*What you will do:* With pictures removed, print the listing exactly.

[[ Given data, beginning ]]

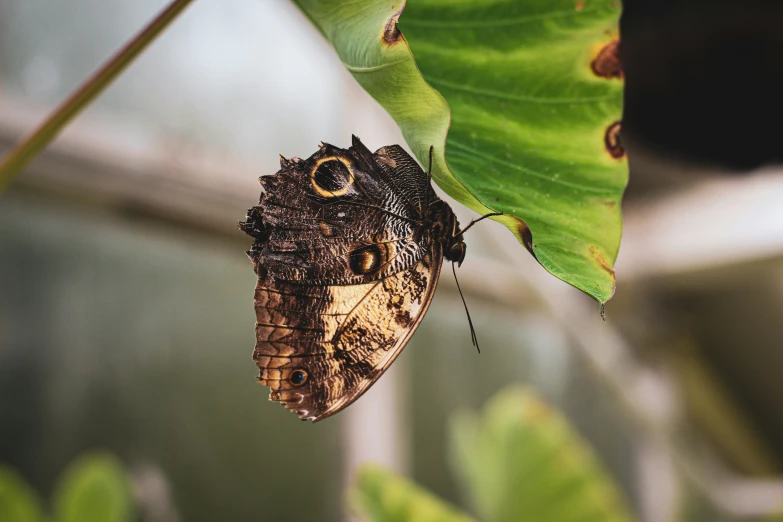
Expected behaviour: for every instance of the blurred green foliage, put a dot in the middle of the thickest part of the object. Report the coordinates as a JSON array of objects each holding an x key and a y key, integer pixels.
[
  {"x": 93, "y": 488},
  {"x": 519, "y": 461}
]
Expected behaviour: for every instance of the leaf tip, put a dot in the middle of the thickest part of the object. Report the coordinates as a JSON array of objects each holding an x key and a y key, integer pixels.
[{"x": 391, "y": 33}]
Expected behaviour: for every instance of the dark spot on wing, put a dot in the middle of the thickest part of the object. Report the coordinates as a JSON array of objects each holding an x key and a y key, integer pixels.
[{"x": 391, "y": 34}]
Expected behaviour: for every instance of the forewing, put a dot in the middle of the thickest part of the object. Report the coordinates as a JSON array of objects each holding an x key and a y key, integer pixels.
[
  {"x": 316, "y": 215},
  {"x": 340, "y": 338}
]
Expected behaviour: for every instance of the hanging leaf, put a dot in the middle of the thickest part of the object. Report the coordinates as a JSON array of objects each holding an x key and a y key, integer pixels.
[{"x": 521, "y": 100}]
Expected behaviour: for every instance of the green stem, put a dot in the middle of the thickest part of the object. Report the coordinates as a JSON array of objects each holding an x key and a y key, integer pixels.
[{"x": 16, "y": 160}]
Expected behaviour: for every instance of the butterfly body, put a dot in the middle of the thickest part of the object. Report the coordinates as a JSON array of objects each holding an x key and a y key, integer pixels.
[{"x": 348, "y": 249}]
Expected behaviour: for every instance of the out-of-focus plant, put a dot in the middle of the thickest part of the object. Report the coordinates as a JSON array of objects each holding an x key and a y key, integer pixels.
[
  {"x": 519, "y": 461},
  {"x": 93, "y": 488}
]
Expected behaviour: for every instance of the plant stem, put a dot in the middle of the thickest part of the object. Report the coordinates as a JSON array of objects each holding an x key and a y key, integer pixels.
[{"x": 16, "y": 160}]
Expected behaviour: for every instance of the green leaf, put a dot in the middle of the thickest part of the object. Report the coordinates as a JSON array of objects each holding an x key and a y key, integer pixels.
[
  {"x": 380, "y": 495},
  {"x": 93, "y": 488},
  {"x": 18, "y": 501},
  {"x": 518, "y": 120},
  {"x": 521, "y": 461}
]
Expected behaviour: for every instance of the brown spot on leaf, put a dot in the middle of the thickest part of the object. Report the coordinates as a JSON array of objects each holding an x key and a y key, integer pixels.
[
  {"x": 527, "y": 236},
  {"x": 613, "y": 141},
  {"x": 391, "y": 34},
  {"x": 606, "y": 63},
  {"x": 403, "y": 318},
  {"x": 601, "y": 261}
]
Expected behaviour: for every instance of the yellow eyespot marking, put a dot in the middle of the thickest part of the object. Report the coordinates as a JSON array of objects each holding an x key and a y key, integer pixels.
[{"x": 332, "y": 176}]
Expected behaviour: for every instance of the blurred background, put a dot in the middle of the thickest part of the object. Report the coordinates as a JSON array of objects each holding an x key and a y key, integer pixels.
[{"x": 126, "y": 316}]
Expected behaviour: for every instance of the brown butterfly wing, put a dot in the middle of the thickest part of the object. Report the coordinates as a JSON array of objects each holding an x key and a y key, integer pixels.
[
  {"x": 344, "y": 273},
  {"x": 320, "y": 348}
]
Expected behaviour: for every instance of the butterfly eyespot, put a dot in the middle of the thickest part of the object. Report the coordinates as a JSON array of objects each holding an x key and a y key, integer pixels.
[
  {"x": 331, "y": 177},
  {"x": 365, "y": 259},
  {"x": 298, "y": 377}
]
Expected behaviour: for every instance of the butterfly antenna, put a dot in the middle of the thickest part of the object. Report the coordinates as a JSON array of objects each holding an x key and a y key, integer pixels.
[
  {"x": 429, "y": 182},
  {"x": 485, "y": 216},
  {"x": 473, "y": 337}
]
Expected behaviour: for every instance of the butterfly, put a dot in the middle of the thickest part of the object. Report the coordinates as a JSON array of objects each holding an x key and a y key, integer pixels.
[{"x": 348, "y": 249}]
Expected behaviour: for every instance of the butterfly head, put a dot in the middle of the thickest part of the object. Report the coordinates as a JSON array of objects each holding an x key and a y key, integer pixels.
[{"x": 446, "y": 228}]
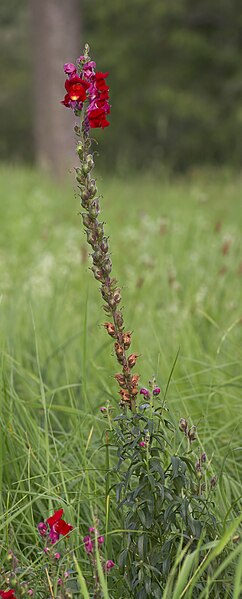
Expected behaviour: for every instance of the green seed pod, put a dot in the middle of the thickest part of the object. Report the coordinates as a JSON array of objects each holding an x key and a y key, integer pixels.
[
  {"x": 104, "y": 245},
  {"x": 79, "y": 149},
  {"x": 94, "y": 208},
  {"x": 80, "y": 176},
  {"x": 107, "y": 265},
  {"x": 90, "y": 161},
  {"x": 87, "y": 221},
  {"x": 92, "y": 188}
]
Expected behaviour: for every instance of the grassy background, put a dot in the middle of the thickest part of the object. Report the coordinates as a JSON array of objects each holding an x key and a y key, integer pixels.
[{"x": 177, "y": 253}]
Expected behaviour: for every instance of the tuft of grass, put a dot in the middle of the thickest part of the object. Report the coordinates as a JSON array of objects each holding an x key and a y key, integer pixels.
[{"x": 177, "y": 252}]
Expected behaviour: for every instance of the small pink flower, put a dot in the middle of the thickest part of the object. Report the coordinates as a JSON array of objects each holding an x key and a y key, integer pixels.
[
  {"x": 88, "y": 544},
  {"x": 156, "y": 391},
  {"x": 145, "y": 392},
  {"x": 109, "y": 565},
  {"x": 69, "y": 69},
  {"x": 100, "y": 540},
  {"x": 142, "y": 444},
  {"x": 54, "y": 536},
  {"x": 42, "y": 528}
]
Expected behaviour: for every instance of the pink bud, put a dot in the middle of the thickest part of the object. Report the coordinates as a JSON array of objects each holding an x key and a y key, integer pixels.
[
  {"x": 156, "y": 391},
  {"x": 109, "y": 564},
  {"x": 69, "y": 69},
  {"x": 88, "y": 544},
  {"x": 42, "y": 528},
  {"x": 100, "y": 540},
  {"x": 142, "y": 444},
  {"x": 145, "y": 392}
]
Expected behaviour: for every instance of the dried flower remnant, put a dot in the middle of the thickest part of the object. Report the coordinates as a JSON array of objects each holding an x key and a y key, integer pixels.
[{"x": 88, "y": 96}]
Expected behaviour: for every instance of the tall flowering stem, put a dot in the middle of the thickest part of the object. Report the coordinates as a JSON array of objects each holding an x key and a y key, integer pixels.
[{"x": 88, "y": 95}]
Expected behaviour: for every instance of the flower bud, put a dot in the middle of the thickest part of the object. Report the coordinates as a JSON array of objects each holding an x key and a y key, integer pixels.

[[ Given data, end ]]

*Reply:*
Expected behaviour: for every instance of the blurred green foliage, put a dot in the middle of the thickest part of the object. Report the coordinates as a JSON array of objects each holding an x key and a y key, integer pixels.
[
  {"x": 93, "y": 488},
  {"x": 519, "y": 461}
]
Expected behaviour: for every instance of the leaf tip, put a dot in the middle of the thickest part of the object. Report the coordinates as a JSON array of objects each holding an x key and a y key, integer pixels.
[{"x": 391, "y": 33}]
Expected behaviour: for every instance of the dark spot on wing, put a dot in the middle of the thickest part of the object. Report the coordinates as a JSON array of objects each holding an x key and a y key, integer pixels.
[{"x": 391, "y": 34}]
Expected behaviour: for every instance of the forewing, put a dot in the middle of the thickest part of the object. Report the coordinates as a JSON array of objects each holding an x key and a y key, integer pixels.
[
  {"x": 316, "y": 215},
  {"x": 340, "y": 338}
]
Expected behaviour: for every instance of the hanging leaf, put a dot in the middle of the thickest part of the object. Report the coordinates as a JSON array of objects each holding an x key and a y key, integer pixels.
[{"x": 521, "y": 100}]
Expected behaviour: for every instance of the green stem, put a dot in the middle of the thickest part of the object. Report the coordinates as a JSON array of objects each holding an x key and a y key, integer pixels.
[{"x": 16, "y": 160}]
Expected behaviour: for every instance of the butterfly body, put a dot in the middle of the thickest part of the object. Report the coordinates as a JSON array of objects each holding an x key and a y key, integer pixels.
[{"x": 348, "y": 249}]
Expected behaviour: for every instance of the out-of-focus plant, put a dot in the middle of the thickest part of the object. Report the coordinates as a JSON array of objects each holding an x key and a y key, integer pixels.
[
  {"x": 519, "y": 461},
  {"x": 93, "y": 488}
]
Expected behaviour: for every instance of the plant stem, put a dot in the middle of the thickest part of the object. Report the coordinates as a JSON array of objects each holding an x key and a y key, integer pixels.
[{"x": 16, "y": 160}]
Expected behaviour: for every instance of the green leaf, put a dot in the middle of the thickest part of the object. Report the coordinates as a JSON array of objects each holding an x key and a y key, integer pixels.
[
  {"x": 380, "y": 495},
  {"x": 93, "y": 488},
  {"x": 18, "y": 501},
  {"x": 518, "y": 120},
  {"x": 521, "y": 461}
]
Expected behaviour: for every instance of the brown spot on leaf, put a dot in the middle of the thickest part of the object. Report the coordinates as a JSON array of objects each holding an x key and a y key, integer pixels.
[
  {"x": 527, "y": 236},
  {"x": 613, "y": 141},
  {"x": 391, "y": 34},
  {"x": 606, "y": 63},
  {"x": 403, "y": 318},
  {"x": 601, "y": 261}
]
Expected behaviour: for every instance of the yellow eyespot marking, put a dot in the middle of the thickest part of the object. Report the coordinates as a JSON array of objects each holding an x key and a y key, integer pixels.
[{"x": 332, "y": 176}]
Expected behaviour: for every instance of the blurred background, put a dot in the middle of the thickest part of the object. Report the coordinates as a JSON array of objects each holding an x key and a y key, integer pixels.
[{"x": 126, "y": 316}]
Expected behaviour: for every instance of the brown butterfly wing, put a dot in the middle of the thickest part of the object. Report the coordinates as a JSON array of objects each holding an x key and a y key, integer pixels.
[
  {"x": 344, "y": 273},
  {"x": 320, "y": 348}
]
Expected behaviour: for every instance of the butterfly eyespot, put a dot in the middle of the thickest part of the object. Report the coordinates as a JSON array of objects each holding an x key and a y key, integer pixels.
[
  {"x": 331, "y": 177},
  {"x": 365, "y": 259},
  {"x": 298, "y": 377}
]
Expected behaviour: for every instance of the butterfly antenna, put a dot in the middle of the thickest part of the object. Report the coordinates as a JSON array of objects each holding an x key and a y key, integer pixels.
[
  {"x": 429, "y": 182},
  {"x": 485, "y": 216},
  {"x": 473, "y": 337}
]
Expected behaviour: for every instance of the butterfly, put a dot in the middle of the thickest part of the object. Report the coordinates as a JSON array of objects each holding an x key and a y key, integer pixels.
[{"x": 348, "y": 249}]
Expected behaviour: for every instance of the butterfly head, put a dot in the middle of the thickest part of the object. Report the coordinates as a JSON array of objects each holding an x key and a y key, integer pixels.
[{"x": 446, "y": 228}]
Expected behaviour: for every instance of the green seed pod, put a dot in the middle of the thickest part of the object. Report the coordinates as a JSON array of objects each holding an x key and a y key, integer pixels.
[
  {"x": 104, "y": 245},
  {"x": 79, "y": 149},
  {"x": 94, "y": 208},
  {"x": 80, "y": 176},
  {"x": 107, "y": 265},
  {"x": 90, "y": 161},
  {"x": 87, "y": 221},
  {"x": 92, "y": 188}
]
Expected behaviour: for every instance of the grassy background, put a dot in the middle of the thickest part of the object. Report the coordinates as a JSON array of objects each holding an x key and a y key, integer pixels.
[{"x": 177, "y": 253}]
Expected behaviour: for every instance of the tuft of grass, put a dot in the middle of the thickest part of the object. Report the coordinates as a JSON array of objects each holding an x key and a y key, integer pixels.
[{"x": 177, "y": 252}]
Expected behaviour: for every instance of the small pink flower, put a dot in the middle of the thickest part of the object. Report the coordinates as a JSON array of objects each holding an x key and a y key, integer pixels.
[
  {"x": 88, "y": 544},
  {"x": 156, "y": 391},
  {"x": 145, "y": 392},
  {"x": 109, "y": 565},
  {"x": 69, "y": 69},
  {"x": 100, "y": 540},
  {"x": 142, "y": 444},
  {"x": 54, "y": 536},
  {"x": 42, "y": 528}
]
Expected behaviour: for every instance of the pink bud, put a dot in the middle of the thickest part of the object. Report the coordinates as a JSON array of objects each holding an x key and a y key, integer pixels.
[
  {"x": 156, "y": 391},
  {"x": 109, "y": 564},
  {"x": 69, "y": 69},
  {"x": 88, "y": 544},
  {"x": 42, "y": 528},
  {"x": 100, "y": 540},
  {"x": 142, "y": 444},
  {"x": 145, "y": 392}
]
Expected behaviour: for every instance of the dried flower remnant, put a dot in the middle of the thickest part of the object. Report the coordinates as a JSON array of objects each holding an x key and a y key, integer pixels.
[{"x": 88, "y": 96}]
Expected behaviour: for every instance of the tall flowering stem, put a dot in the middle of the thickest part of the object. Report the coordinates as a JSON array of objects each holding an x key and a y key, integer pixels.
[{"x": 88, "y": 95}]
Expected behaviour: for every instance of the flower bud, put a dot in the middle of the thickest part of the object. Report the coordinates as a JSON array of objects each holding an x key and a y key, integer pixels.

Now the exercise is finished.